::: DATASET ENTRIES :::
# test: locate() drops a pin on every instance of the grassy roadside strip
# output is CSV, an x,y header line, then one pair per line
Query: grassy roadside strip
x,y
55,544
:::
* _TASK GOAL_: Rewrite the items above with each "roadside" changed to "median", and leave everything else unchanged.

* _RIGHT ANSWER_:
# test: locate() drops a pin on every instance of the grassy median strip
# output is CSV, an x,y header line, then one pair per line
Query: grassy median strip
x,y
55,544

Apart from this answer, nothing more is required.